── RECORDS FOR THE EXERCISE

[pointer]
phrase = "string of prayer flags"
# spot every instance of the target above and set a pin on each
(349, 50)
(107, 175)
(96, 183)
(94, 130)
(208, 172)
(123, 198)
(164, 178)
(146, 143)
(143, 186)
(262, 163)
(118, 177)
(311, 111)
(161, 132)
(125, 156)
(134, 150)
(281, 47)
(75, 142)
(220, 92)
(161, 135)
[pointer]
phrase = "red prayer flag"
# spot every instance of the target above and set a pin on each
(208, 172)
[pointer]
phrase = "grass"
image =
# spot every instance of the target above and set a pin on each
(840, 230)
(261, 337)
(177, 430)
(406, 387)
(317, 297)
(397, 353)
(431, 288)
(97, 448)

────
── RECORDS FOR THE EXERCISE

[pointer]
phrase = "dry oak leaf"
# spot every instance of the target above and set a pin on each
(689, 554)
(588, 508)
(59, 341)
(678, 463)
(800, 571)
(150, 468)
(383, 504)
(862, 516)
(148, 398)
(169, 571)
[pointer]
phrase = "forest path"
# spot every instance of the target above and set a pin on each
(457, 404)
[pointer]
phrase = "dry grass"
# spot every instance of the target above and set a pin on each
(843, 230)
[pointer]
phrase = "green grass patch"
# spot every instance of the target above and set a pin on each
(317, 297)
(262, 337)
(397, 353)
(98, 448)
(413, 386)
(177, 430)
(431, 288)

────
── RECORDS FOR THE EXERCISE

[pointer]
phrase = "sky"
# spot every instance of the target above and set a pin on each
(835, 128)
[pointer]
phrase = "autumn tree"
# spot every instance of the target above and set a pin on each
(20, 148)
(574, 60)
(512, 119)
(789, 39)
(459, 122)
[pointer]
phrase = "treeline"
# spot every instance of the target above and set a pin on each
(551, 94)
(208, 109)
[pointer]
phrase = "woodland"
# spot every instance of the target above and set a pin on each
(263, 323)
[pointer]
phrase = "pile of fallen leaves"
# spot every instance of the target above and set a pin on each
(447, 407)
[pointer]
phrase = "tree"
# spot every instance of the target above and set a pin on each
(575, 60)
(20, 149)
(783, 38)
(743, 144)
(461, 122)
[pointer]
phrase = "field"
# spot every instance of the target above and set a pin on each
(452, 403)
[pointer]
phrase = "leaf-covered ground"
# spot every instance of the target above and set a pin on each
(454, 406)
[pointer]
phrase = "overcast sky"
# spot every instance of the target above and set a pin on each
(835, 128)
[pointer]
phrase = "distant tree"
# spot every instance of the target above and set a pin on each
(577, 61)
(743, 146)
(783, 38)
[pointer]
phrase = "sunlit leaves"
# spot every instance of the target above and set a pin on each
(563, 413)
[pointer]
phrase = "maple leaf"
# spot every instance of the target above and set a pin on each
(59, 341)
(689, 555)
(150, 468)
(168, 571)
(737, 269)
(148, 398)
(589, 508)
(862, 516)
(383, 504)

────

→ **REQUIRED ACTION**: Which lines in the listing above include the string "leaf"? Copy each of them.

→ **TASK ANSWER**:
phrase = "dry oak leaf"
phrase = "leaf-covered ground"
phrase = "maple leaf"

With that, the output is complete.